**Exercise goal**
Extract and reproduce verbatim every line of the listing from the line containing "outline --target=silhouetted mountain" down to the line containing "POLYGON ((922 505, 783", both of those lines included.
━━━━
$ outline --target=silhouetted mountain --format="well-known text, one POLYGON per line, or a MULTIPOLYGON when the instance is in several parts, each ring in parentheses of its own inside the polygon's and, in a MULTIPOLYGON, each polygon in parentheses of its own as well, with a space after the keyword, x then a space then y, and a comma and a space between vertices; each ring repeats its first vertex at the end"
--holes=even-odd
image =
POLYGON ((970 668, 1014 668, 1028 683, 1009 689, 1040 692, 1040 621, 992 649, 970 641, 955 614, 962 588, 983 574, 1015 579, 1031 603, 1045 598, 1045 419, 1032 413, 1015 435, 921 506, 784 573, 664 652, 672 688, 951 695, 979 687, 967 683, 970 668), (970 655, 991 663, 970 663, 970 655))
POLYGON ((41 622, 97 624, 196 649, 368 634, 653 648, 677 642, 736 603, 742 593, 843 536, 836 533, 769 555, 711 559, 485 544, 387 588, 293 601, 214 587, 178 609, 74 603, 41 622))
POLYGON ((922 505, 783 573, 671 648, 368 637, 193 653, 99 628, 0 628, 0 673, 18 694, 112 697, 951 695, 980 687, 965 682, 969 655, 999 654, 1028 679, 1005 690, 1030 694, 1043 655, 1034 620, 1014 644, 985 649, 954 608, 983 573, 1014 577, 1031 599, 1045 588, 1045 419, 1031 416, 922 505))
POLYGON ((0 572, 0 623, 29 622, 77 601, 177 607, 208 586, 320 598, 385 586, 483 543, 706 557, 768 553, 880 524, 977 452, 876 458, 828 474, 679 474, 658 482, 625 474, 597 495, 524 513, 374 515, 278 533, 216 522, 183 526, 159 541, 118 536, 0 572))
━━━━
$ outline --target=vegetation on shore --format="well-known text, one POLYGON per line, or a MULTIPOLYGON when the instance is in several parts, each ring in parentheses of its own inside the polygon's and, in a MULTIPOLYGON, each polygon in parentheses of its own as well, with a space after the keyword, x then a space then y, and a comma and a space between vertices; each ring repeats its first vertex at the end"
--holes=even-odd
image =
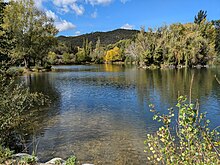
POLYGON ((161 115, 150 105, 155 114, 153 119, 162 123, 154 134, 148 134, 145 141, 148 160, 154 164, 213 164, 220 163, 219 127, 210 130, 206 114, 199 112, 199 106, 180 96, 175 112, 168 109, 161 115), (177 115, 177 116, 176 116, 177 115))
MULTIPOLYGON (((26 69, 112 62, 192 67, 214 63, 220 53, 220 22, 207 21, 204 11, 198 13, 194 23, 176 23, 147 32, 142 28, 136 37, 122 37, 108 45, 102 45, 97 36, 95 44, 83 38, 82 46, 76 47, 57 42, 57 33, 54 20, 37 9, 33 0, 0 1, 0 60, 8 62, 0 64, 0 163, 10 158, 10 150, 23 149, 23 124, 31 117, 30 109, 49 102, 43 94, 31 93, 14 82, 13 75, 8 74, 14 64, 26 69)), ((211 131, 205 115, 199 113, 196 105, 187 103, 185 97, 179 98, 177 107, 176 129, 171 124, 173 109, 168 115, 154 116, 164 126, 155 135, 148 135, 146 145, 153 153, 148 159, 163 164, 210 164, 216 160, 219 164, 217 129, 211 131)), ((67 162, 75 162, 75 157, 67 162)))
━━━━
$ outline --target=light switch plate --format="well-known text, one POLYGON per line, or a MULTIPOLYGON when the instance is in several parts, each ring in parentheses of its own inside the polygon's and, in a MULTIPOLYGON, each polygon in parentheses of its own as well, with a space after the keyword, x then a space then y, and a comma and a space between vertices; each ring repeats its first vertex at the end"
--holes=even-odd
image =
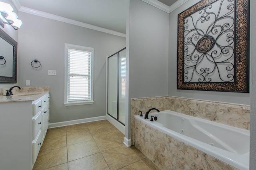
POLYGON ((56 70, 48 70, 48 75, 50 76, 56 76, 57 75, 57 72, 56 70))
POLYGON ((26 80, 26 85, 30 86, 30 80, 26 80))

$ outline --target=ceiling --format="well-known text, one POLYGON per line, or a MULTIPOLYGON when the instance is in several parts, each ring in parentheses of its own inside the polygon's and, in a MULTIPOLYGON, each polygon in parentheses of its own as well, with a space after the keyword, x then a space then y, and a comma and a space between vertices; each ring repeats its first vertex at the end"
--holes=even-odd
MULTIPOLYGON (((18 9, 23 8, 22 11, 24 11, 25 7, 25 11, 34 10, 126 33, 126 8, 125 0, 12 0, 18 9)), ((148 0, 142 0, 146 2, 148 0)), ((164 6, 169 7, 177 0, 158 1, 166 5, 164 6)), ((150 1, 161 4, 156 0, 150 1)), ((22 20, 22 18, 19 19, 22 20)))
━━━━
**Answer in full**
$ outline --target=silhouetted mountain --format="well-known text, one POLYGON per line, or a MULTIPOLYGON when the instance is in several parts, each ring in parentheses of its own inside the polygon's and, in a MULTIPOLYGON, each polygon in parentheses of its own as well, with a space after the keyword, x then a space then y, and a comma and a space between vertices; each ring repeats its first vertex at the end"
--holes=even-odd
image =
POLYGON ((970 668, 1014 668, 1028 683, 1009 689, 1040 692, 1040 621, 992 649, 970 641, 955 614, 962 588, 983 574, 1015 579, 1031 603, 1045 598, 1045 419, 1032 413, 1015 435, 921 506, 784 573, 664 652, 672 688, 951 695, 979 687, 967 683, 970 668), (970 655, 991 663, 970 663, 970 655))
POLYGON ((41 622, 97 624, 196 649, 368 634, 653 648, 677 642, 736 603, 742 593, 843 536, 836 533, 769 555, 711 559, 485 544, 387 588, 293 601, 214 587, 178 609, 74 603, 41 622))
POLYGON ((922 505, 783 573, 671 648, 368 637, 193 653, 99 628, 0 628, 0 673, 18 694, 112 697, 951 695, 980 687, 965 682, 969 655, 999 654, 1028 679, 1005 690, 1030 694, 1043 655, 1034 620, 1014 644, 985 649, 954 608, 983 573, 1014 577, 1031 599, 1045 588, 1045 419, 1031 416, 922 505))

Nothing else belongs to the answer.